## Records provided
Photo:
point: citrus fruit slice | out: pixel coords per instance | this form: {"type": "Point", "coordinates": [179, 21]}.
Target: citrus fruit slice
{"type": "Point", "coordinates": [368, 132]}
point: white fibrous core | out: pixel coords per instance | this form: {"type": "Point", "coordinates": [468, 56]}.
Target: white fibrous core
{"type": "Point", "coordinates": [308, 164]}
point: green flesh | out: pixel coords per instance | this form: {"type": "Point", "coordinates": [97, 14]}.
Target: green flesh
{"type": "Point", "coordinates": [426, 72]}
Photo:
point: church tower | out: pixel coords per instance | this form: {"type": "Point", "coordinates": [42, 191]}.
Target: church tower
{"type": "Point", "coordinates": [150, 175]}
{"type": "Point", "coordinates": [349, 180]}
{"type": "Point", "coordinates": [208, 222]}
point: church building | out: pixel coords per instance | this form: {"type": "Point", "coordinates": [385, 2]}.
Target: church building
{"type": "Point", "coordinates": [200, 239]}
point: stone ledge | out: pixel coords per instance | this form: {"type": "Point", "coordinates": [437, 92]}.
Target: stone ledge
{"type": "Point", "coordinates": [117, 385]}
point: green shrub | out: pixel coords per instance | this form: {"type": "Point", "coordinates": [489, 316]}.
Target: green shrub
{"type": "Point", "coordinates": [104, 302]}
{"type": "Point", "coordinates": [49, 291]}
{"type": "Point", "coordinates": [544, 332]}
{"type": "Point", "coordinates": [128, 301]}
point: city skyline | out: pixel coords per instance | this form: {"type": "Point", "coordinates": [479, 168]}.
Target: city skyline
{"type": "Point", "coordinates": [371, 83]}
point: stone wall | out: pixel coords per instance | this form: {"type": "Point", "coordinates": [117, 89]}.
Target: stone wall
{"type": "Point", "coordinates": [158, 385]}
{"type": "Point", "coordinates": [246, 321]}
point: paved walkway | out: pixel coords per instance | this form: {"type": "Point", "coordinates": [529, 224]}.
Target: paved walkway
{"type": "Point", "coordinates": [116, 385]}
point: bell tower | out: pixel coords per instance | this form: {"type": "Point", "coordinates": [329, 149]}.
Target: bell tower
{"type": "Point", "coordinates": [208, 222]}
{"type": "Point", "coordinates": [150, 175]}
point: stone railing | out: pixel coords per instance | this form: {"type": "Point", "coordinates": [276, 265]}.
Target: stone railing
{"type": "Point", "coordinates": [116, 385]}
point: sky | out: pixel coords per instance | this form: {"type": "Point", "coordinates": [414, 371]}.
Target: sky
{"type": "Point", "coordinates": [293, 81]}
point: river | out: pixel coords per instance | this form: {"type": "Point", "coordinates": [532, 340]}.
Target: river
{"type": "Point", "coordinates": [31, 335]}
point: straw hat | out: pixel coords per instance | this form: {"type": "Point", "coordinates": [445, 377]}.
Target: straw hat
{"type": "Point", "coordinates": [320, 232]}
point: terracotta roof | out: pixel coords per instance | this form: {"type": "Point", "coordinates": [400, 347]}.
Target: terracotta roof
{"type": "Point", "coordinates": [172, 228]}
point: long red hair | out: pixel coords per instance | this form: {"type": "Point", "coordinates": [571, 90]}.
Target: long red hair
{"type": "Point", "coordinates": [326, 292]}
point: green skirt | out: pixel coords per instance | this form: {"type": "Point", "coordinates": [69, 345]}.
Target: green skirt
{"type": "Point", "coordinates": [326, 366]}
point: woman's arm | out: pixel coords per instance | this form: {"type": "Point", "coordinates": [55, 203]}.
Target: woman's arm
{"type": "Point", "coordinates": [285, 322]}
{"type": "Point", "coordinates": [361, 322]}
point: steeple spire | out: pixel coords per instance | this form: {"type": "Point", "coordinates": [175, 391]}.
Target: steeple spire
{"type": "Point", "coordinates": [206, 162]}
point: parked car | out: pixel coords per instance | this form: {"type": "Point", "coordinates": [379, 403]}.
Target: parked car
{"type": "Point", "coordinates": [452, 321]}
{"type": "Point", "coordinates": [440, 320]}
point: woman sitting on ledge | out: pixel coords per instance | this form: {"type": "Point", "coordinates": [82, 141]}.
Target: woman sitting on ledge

## Aim of the task
Your answer should be the records themselves, returned word for word.

## Completed task
Photo:
point: citrus fruit slice | out: pixel coords per instance | this form: {"type": "Point", "coordinates": [179, 21]}.
Target: citrus fruit slice
{"type": "Point", "coordinates": [368, 132]}
point: white fibrous core | out: pixel coords per instance | this form: {"type": "Point", "coordinates": [468, 56]}.
Target: white fibrous core
{"type": "Point", "coordinates": [308, 164]}
point: green flesh | out: pixel coords per instance | this form: {"type": "Point", "coordinates": [97, 14]}.
Target: green flesh
{"type": "Point", "coordinates": [426, 72]}
Photo:
point: church tower | out: pixel coords per instance | this form: {"type": "Point", "coordinates": [42, 191]}.
Target: church tower
{"type": "Point", "coordinates": [150, 175]}
{"type": "Point", "coordinates": [349, 180]}
{"type": "Point", "coordinates": [208, 222]}
point: church building | out: pixel coords per instance | this form: {"type": "Point", "coordinates": [385, 2]}.
Target: church building
{"type": "Point", "coordinates": [200, 239]}
point: stone ledge | out: pixel coords per instance | this form: {"type": "Point", "coordinates": [437, 92]}.
Target: stone ledge
{"type": "Point", "coordinates": [117, 385]}
point: green shrub | out: pixel coords per instance | this form: {"type": "Point", "coordinates": [489, 316]}.
Target: green shrub
{"type": "Point", "coordinates": [104, 302]}
{"type": "Point", "coordinates": [49, 291]}
{"type": "Point", "coordinates": [544, 332]}
{"type": "Point", "coordinates": [128, 301]}
point: city skyline | out: pixel coords per instance | this form: {"type": "Point", "coordinates": [479, 168]}.
Target: city skyline
{"type": "Point", "coordinates": [371, 83]}
point: stone wall | out: pixel coords per instance | this form: {"type": "Point", "coordinates": [117, 89]}.
Target: stone wall
{"type": "Point", "coordinates": [158, 385]}
{"type": "Point", "coordinates": [246, 321]}
point: paved walkway | out: pixel coords per instance | this form: {"type": "Point", "coordinates": [529, 224]}.
Target: paved walkway
{"type": "Point", "coordinates": [116, 385]}
point: bell tower | out: pixel coords per instance | this form: {"type": "Point", "coordinates": [329, 149]}.
Target: bell tower
{"type": "Point", "coordinates": [208, 222]}
{"type": "Point", "coordinates": [150, 175]}
point: stone railing | out: pixel coords per instance | this form: {"type": "Point", "coordinates": [276, 265]}.
Target: stone railing
{"type": "Point", "coordinates": [116, 385]}
point: sky | out: pixel coords per instance | this form: {"type": "Point", "coordinates": [414, 371]}.
Target: sky
{"type": "Point", "coordinates": [293, 81]}
point: river | out: pixel coords per instance | this form: {"type": "Point", "coordinates": [532, 340]}.
Target: river
{"type": "Point", "coordinates": [31, 335]}
point: straw hat | out: pixel coords per instance | this form: {"type": "Point", "coordinates": [445, 377]}.
Target: straw hat
{"type": "Point", "coordinates": [320, 232]}
point: terracotta roof | out: pixel coords per instance | this form: {"type": "Point", "coordinates": [400, 347]}.
Target: terracotta roof
{"type": "Point", "coordinates": [172, 228]}
point: long red hair | out: pixel coords per instance | this form: {"type": "Point", "coordinates": [571, 90]}.
Target: long red hair
{"type": "Point", "coordinates": [326, 292]}
point: green skirt | out: pixel coords per instance | this form: {"type": "Point", "coordinates": [69, 345]}.
Target: green skirt
{"type": "Point", "coordinates": [326, 366]}
point: woman's arm | out: pixel coords per instance | this form: {"type": "Point", "coordinates": [55, 203]}.
Target: woman's arm
{"type": "Point", "coordinates": [285, 322]}
{"type": "Point", "coordinates": [361, 322]}
point: steeple spire | out: pixel coords per instance | this form: {"type": "Point", "coordinates": [175, 391]}.
Target: steeple spire
{"type": "Point", "coordinates": [206, 162]}
point: parked car | out: pixel coords per instance | this form: {"type": "Point", "coordinates": [379, 403]}.
Target: parked car
{"type": "Point", "coordinates": [452, 321]}
{"type": "Point", "coordinates": [440, 320]}
point: woman sitting on ledge | out: pixel coords per instance | this form: {"type": "Point", "coordinates": [82, 141]}.
Target: woman sitting on ledge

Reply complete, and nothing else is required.